* **AIM OF THE EXERCISE**
Figure out how many lines in these records contain "wooden". Only the number belongs in the reply.

***** EXTRACTED INFORMATION *****

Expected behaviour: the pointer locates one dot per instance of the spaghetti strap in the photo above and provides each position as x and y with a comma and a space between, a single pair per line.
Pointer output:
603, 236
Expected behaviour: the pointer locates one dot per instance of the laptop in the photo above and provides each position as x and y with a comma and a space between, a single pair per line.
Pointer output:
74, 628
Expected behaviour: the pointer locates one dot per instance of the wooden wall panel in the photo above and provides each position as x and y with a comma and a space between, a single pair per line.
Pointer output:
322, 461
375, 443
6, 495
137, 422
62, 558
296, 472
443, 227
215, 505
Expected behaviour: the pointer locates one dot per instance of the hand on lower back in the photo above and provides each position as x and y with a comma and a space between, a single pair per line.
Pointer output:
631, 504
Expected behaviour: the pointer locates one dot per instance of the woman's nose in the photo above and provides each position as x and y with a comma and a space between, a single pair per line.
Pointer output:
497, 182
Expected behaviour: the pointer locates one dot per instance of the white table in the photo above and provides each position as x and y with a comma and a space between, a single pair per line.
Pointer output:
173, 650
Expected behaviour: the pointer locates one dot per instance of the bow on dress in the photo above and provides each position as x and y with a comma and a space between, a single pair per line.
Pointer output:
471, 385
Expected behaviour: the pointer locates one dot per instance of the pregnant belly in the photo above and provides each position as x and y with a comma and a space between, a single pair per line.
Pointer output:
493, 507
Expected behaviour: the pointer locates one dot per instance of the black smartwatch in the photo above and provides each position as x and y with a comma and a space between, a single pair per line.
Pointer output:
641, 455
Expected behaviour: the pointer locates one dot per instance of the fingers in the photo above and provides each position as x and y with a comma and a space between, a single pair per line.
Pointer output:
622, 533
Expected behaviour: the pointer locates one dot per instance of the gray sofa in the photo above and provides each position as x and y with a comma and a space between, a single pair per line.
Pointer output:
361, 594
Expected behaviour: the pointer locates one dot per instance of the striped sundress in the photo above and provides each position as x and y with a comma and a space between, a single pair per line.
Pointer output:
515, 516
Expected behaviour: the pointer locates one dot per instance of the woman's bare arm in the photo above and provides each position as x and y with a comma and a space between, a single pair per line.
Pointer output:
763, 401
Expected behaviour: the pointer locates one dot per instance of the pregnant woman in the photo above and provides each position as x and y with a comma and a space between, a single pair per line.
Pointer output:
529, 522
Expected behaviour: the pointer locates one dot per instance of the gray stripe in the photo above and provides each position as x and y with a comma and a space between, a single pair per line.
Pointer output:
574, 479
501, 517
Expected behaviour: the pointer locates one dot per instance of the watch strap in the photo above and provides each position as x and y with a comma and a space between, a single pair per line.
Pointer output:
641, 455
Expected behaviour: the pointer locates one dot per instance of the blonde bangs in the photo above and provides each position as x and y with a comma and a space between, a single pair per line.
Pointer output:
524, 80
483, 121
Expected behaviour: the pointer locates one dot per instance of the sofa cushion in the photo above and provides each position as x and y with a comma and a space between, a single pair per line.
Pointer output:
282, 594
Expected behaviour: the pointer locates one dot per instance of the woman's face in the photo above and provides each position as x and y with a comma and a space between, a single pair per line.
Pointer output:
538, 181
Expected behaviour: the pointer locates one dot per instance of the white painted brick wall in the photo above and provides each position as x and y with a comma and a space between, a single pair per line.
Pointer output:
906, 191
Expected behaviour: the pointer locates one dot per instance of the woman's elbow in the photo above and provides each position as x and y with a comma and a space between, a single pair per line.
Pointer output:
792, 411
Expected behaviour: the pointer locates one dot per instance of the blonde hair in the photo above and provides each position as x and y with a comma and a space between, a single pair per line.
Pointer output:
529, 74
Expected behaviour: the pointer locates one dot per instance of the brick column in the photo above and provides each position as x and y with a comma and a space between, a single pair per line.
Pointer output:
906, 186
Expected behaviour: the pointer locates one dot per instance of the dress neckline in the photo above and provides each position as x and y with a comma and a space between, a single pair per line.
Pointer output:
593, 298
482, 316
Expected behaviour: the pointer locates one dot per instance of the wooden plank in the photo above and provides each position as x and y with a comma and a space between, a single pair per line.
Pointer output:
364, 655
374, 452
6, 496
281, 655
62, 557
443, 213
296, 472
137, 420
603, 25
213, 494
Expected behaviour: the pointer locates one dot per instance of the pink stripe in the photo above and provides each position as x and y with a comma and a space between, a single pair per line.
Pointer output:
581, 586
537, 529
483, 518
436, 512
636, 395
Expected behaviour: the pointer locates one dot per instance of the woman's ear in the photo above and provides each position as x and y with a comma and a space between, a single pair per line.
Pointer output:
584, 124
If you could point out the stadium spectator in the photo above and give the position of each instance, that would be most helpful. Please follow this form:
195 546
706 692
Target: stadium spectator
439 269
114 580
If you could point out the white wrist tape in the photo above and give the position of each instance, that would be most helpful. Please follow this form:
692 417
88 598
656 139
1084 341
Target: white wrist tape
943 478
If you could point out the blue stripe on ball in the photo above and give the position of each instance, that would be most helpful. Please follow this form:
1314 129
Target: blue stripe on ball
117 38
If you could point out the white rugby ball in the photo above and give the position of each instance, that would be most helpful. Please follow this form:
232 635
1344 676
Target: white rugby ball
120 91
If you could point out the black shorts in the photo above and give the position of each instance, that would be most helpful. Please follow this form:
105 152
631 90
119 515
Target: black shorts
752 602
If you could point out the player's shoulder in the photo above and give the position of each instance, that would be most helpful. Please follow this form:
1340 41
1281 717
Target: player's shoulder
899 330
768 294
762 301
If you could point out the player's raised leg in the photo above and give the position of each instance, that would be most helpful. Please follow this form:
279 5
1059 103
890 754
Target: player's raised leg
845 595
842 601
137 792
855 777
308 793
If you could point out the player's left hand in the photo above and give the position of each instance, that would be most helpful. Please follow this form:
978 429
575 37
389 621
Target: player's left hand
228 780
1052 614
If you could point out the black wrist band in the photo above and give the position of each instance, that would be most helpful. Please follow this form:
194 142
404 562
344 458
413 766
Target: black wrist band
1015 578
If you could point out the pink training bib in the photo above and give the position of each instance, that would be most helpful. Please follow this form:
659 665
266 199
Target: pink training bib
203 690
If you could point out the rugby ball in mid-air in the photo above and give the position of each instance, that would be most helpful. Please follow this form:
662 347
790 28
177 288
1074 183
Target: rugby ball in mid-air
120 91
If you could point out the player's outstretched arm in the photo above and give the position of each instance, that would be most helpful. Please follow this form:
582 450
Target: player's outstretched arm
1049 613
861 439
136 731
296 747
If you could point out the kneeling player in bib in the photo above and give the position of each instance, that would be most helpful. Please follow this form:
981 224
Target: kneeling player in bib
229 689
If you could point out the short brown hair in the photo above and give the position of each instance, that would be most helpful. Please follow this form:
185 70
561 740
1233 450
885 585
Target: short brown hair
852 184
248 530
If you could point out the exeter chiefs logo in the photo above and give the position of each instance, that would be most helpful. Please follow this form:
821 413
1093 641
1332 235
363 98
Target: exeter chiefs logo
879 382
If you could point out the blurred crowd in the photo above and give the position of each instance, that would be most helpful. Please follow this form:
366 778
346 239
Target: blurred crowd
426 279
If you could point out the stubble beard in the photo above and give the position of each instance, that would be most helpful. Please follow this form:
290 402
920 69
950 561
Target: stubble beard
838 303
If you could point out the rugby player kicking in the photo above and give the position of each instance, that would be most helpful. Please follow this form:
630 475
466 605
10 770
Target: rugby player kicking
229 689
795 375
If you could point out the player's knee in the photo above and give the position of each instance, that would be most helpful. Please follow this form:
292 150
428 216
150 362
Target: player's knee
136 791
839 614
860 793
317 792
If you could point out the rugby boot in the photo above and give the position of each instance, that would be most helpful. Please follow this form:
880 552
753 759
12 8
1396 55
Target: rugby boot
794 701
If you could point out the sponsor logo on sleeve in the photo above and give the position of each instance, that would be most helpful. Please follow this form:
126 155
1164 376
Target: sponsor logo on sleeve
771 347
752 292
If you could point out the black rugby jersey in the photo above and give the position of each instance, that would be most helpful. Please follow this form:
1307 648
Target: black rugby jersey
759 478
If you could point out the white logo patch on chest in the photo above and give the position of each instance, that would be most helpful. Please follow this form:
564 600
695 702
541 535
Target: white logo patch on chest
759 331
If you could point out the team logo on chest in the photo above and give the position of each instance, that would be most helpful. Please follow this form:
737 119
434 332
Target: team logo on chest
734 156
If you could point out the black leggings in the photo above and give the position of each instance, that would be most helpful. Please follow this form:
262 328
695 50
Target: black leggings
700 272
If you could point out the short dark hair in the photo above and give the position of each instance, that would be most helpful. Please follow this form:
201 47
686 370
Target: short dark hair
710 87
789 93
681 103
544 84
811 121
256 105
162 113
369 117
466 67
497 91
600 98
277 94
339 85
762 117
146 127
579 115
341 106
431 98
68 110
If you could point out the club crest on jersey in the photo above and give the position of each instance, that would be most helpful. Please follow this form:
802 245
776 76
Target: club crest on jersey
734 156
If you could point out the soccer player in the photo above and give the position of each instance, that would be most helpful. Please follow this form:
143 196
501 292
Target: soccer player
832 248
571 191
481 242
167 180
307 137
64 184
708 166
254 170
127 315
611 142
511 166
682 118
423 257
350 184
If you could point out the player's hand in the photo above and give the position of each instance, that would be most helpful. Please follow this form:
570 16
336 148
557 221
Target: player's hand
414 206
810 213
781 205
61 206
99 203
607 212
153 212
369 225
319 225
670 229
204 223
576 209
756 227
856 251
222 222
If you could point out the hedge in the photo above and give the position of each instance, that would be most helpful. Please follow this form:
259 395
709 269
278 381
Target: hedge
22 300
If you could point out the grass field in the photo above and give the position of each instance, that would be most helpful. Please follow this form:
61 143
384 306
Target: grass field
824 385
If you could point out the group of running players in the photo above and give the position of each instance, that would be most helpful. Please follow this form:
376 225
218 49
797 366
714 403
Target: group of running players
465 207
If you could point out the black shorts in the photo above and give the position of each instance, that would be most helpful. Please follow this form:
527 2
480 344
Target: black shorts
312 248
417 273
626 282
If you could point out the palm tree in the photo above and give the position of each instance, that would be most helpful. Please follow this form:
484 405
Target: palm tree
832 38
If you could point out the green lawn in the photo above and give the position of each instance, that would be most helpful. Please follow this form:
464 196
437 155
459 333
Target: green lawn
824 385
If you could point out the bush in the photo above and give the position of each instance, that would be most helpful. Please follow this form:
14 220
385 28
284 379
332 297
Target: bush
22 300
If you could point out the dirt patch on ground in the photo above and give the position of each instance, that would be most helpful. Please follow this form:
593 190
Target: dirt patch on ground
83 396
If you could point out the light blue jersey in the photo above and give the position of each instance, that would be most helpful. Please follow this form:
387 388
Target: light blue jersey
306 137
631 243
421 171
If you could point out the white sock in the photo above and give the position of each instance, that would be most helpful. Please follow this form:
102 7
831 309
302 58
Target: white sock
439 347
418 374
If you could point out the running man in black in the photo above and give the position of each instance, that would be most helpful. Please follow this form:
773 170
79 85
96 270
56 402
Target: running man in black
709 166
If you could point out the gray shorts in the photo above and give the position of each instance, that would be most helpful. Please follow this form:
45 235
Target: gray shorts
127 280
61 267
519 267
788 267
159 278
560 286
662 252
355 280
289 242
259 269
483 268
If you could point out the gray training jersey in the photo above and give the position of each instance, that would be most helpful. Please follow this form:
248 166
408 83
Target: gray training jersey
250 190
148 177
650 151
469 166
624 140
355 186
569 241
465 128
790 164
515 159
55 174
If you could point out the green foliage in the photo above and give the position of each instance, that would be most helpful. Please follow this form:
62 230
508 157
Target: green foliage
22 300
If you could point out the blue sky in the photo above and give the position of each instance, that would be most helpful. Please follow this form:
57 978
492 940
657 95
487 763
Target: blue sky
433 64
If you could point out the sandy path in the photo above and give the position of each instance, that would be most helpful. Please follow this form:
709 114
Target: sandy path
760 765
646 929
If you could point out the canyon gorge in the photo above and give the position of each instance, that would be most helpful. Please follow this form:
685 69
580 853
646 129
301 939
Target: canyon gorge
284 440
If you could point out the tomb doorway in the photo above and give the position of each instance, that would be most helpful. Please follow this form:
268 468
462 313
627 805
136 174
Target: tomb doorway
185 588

*****

* **ANSWER BOX**
2